Instructions to follow:
Your task is to transcribe the data in full.

__________________________________________________

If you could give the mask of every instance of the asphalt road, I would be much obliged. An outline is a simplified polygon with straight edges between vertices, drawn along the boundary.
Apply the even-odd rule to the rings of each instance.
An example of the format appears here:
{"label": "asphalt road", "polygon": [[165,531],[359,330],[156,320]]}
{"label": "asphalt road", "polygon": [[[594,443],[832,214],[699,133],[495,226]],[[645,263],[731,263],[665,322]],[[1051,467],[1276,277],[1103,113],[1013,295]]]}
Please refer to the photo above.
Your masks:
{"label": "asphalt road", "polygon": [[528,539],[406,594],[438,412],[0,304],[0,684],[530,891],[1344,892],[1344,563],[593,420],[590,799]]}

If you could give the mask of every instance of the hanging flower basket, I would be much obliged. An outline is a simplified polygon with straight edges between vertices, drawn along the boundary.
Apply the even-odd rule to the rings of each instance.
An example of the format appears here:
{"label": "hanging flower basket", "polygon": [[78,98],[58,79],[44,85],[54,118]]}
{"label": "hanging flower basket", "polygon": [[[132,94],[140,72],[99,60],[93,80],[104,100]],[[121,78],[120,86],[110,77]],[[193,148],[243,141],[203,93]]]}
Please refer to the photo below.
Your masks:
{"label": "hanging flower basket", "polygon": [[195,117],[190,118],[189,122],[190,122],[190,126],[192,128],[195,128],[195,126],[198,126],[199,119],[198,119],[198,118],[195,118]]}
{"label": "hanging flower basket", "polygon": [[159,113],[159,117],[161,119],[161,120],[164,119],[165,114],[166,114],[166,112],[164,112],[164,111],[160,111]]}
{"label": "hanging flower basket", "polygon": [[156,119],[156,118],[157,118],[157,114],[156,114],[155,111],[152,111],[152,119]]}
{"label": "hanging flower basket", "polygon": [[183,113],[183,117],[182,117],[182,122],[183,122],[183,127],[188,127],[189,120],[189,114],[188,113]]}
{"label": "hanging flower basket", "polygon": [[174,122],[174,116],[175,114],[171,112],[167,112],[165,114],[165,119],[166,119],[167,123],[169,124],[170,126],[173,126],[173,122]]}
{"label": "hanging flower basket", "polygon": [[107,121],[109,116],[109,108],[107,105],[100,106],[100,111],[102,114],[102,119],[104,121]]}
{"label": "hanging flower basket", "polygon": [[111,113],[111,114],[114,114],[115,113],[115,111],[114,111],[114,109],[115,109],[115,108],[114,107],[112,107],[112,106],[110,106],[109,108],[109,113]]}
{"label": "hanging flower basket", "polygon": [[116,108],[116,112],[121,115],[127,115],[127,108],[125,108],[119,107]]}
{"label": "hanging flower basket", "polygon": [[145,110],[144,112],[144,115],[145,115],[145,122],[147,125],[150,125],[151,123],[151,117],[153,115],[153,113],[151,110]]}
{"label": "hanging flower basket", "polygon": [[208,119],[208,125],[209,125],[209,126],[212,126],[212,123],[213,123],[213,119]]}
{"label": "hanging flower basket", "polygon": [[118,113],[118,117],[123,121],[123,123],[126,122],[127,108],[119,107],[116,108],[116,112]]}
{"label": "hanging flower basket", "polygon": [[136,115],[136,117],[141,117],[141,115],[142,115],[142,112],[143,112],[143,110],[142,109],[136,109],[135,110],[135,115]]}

__________________________________________________

Written answer:
If you could give the mask of every instance of the asphalt road, I would be much obliged. An outline is a simplified polygon with straight edges between vertices, drawn along the boundary.
Apply the even-odd rule to the rings of each instance.
An example of the format appears here:
{"label": "asphalt road", "polygon": [[165,531],[359,330],[156,320]]}
{"label": "asphalt road", "polygon": [[[594,443],[832,214],[699,133],[495,226]],[[645,263],[731,263],[665,322]],[[1051,467],[1276,277],[1103,113],[1013,295]]]}
Please refer to the photo above.
Your masks:
{"label": "asphalt road", "polygon": [[528,539],[406,594],[438,412],[0,304],[0,684],[530,891],[1344,892],[1344,563],[593,420],[590,799]]}

If you could give the mask of every instance of the hanging flower basket, I would be much obliged. An outline is a simplified polygon with straight edges between vertices, drawn along the boundary.
Apply the even-odd rule to the rings of each instance.
An example of the format appears here:
{"label": "hanging flower basket", "polygon": [[78,98],[58,79],[44,85],[54,118]]}
{"label": "hanging flower basket", "polygon": [[[132,94],[140,72],[99,60],[93,80],[104,100]],[[121,78],[120,86],[110,77]],[[193,148],[243,141],[203,93]]]}
Please refer to the photo below.
Your masks:
{"label": "hanging flower basket", "polygon": [[195,117],[190,118],[189,122],[190,122],[190,126],[192,128],[195,128],[195,126],[198,126],[199,119],[198,119],[198,118],[195,118]]}
{"label": "hanging flower basket", "polygon": [[159,113],[159,117],[161,119],[161,120],[164,119],[165,114],[166,114],[166,112],[164,112],[164,111],[160,111]]}
{"label": "hanging flower basket", "polygon": [[156,119],[156,118],[157,118],[157,114],[156,114],[155,111],[152,111],[152,119]]}
{"label": "hanging flower basket", "polygon": [[183,113],[183,117],[182,117],[182,122],[183,122],[183,127],[188,127],[189,120],[189,114],[188,113]]}
{"label": "hanging flower basket", "polygon": [[174,122],[174,116],[175,114],[171,112],[167,112],[165,114],[165,119],[166,119],[167,123],[169,124],[170,126],[173,126],[173,122]]}
{"label": "hanging flower basket", "polygon": [[107,121],[109,116],[109,108],[107,105],[100,106],[100,111],[102,114],[102,119],[104,121]]}
{"label": "hanging flower basket", "polygon": [[111,113],[111,114],[114,114],[115,113],[115,111],[114,111],[114,109],[115,109],[115,108],[114,107],[112,107],[112,106],[110,106],[109,108],[109,113]]}
{"label": "hanging flower basket", "polygon": [[116,108],[116,112],[121,115],[127,115],[127,108],[125,108],[119,107]]}
{"label": "hanging flower basket", "polygon": [[145,110],[144,112],[144,115],[145,115],[145,122],[147,125],[150,125],[151,123],[151,117],[153,115],[153,113],[151,110]]}
{"label": "hanging flower basket", "polygon": [[208,119],[208,125],[209,125],[209,126],[212,126],[212,123],[213,123],[213,119]]}
{"label": "hanging flower basket", "polygon": [[118,113],[118,117],[123,121],[123,123],[126,122],[127,108],[119,107],[116,108],[116,112]]}
{"label": "hanging flower basket", "polygon": [[136,115],[136,117],[141,117],[141,115],[142,115],[142,112],[143,112],[143,110],[142,109],[136,109],[135,110],[135,115]]}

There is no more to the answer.